- _Aim_
Could you write out the records below exactly as they appear, leaving out any pictures?

***** Records provided

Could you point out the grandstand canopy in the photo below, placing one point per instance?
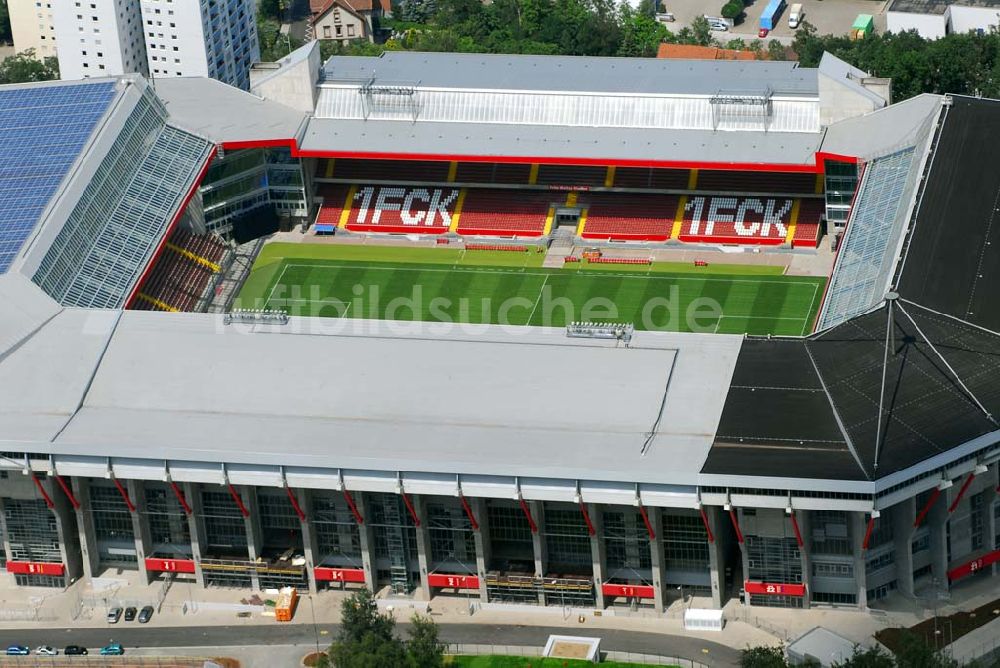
(43, 130)
(572, 73)
(914, 380)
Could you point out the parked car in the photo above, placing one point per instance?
(114, 649)
(145, 614)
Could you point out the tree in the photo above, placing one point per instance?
(873, 657)
(23, 67)
(5, 34)
(763, 657)
(425, 647)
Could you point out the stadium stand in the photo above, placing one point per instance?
(182, 273)
(757, 182)
(768, 221)
(622, 217)
(361, 171)
(333, 196)
(645, 177)
(504, 213)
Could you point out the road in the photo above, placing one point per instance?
(132, 636)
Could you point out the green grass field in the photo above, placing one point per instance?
(449, 285)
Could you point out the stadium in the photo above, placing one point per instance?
(193, 388)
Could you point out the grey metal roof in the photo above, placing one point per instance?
(221, 113)
(523, 401)
(573, 73)
(391, 138)
(883, 131)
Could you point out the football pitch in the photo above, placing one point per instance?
(446, 285)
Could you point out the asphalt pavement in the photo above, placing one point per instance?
(135, 636)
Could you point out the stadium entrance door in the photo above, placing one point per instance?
(570, 217)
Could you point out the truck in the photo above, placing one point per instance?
(769, 19)
(795, 15)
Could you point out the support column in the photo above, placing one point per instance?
(140, 529)
(308, 537)
(716, 563)
(7, 555)
(423, 543)
(598, 552)
(196, 527)
(85, 526)
(902, 515)
(859, 526)
(936, 520)
(657, 558)
(481, 536)
(804, 519)
(538, 543)
(367, 540)
(255, 534)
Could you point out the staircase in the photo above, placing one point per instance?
(562, 245)
(399, 571)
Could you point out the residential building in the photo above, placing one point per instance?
(31, 26)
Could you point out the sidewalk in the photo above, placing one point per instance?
(85, 604)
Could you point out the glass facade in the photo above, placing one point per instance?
(123, 212)
(867, 254)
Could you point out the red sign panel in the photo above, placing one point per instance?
(974, 566)
(741, 220)
(169, 565)
(402, 210)
(446, 581)
(35, 568)
(324, 574)
(774, 589)
(630, 591)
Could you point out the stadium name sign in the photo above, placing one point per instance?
(407, 207)
(747, 217)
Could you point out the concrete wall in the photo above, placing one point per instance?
(931, 26)
(964, 19)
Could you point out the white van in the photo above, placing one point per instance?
(795, 15)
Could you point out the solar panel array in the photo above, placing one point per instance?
(867, 255)
(42, 131)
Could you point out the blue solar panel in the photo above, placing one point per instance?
(42, 130)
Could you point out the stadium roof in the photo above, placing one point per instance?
(376, 395)
(528, 143)
(224, 114)
(476, 71)
(43, 130)
(912, 380)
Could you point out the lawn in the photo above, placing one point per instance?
(448, 285)
(494, 661)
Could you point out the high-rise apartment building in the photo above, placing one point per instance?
(159, 38)
(99, 38)
(31, 26)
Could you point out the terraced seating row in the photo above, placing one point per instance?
(182, 273)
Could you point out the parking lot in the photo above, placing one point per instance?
(829, 16)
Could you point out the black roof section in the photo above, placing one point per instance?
(953, 261)
(911, 379)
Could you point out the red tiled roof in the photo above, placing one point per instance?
(693, 52)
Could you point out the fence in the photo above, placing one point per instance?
(627, 657)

**********

- _Answer to this task_
Could you point out the grandstand canopy in the photo below, placing one point per instance?
(43, 130)
(572, 73)
(914, 380)
Could you point out the parked car in the photo above, placing one point per instance?
(114, 649)
(145, 614)
Could you point out the tree in the photo above, placing one point per instance?
(873, 657)
(23, 67)
(5, 34)
(763, 657)
(425, 647)
Could you point out the stadium stand in the photo above, placing one point per instance?
(182, 273)
(757, 182)
(768, 221)
(622, 217)
(361, 171)
(333, 196)
(645, 177)
(504, 213)
Could you point out the road in the photo above, placing one point per instance?
(132, 636)
Could you point out the green grass field in the photo above, placing one point per instance?
(449, 285)
Could you point out the stadium in the photo above, placing one point per instance?
(193, 388)
Could you point out the grey metal roof in the photo above, placing one point per instance?
(221, 113)
(523, 401)
(573, 73)
(391, 138)
(883, 131)
Could you point out the football pitch in the photo above, placing one point per instance?
(446, 285)
Could you point out the asphalt pavement in the photo above, placing one point per instance?
(135, 636)
Could you point out the stadium entrance door in the photo above, placing one point per instance?
(570, 217)
Could you point out the truck in the photo above, placing one point per instance?
(769, 19)
(795, 15)
Could you point out the support column in the photo above, placing one point per instance?
(140, 529)
(308, 537)
(716, 563)
(7, 555)
(423, 543)
(598, 552)
(196, 527)
(85, 526)
(902, 515)
(859, 526)
(936, 520)
(657, 558)
(481, 536)
(804, 519)
(538, 543)
(367, 540)
(255, 534)
Could you point out the staircase in the photo above, placing one point per instance?
(562, 245)
(399, 571)
Could you point out the residential building in the photo above, placing one point per instance?
(31, 26)
Could you point out the sidewalk in the photo above, placing one point per instance?
(85, 604)
Could you point out the glass facade in the photo above, placing one point per instance?
(123, 212)
(867, 254)
Could you point out the red sign panel in the photo above, placing one point per instance?
(974, 566)
(741, 220)
(169, 565)
(402, 210)
(446, 581)
(35, 568)
(324, 574)
(774, 589)
(630, 591)
Could you point out the stadium name sign in the photo above, placing one point per instance?
(407, 207)
(747, 217)
Could you point out the concrete wall in the photo above, placing one point per instance?
(931, 26)
(964, 19)
Could you point out the white van in the photo above, placing one point per instance?
(795, 15)
Could you point out the solar panel array in the photo above, placing one point per instance?
(867, 255)
(42, 131)
Could you point out the blue solar panel in the photo above, placing one point per instance?
(42, 130)
Could you point out the stadium roof in the photo above, placing one point per instance?
(376, 395)
(528, 143)
(224, 114)
(476, 71)
(43, 130)
(912, 380)
Could you point out the lawn in the photo above, placing one point per instance?
(448, 285)
(494, 661)
Could you point out the high-rise apartment building in the photo above, placing one point per instance?
(159, 38)
(99, 38)
(31, 26)
Could you point out the terraced seating row in the photo above, placing one point per instance?
(182, 273)
Could you point out the parking lot in the photo above, placing one point per instance?
(829, 16)
Could you point out the black roof section in the photo above, placing one point per instance?
(953, 261)
(911, 379)
Could you point out the red tiled roof in the photo above, placing one point per instance?
(693, 52)
Could you point out the fence in the photo above, placing one point per instance?
(627, 657)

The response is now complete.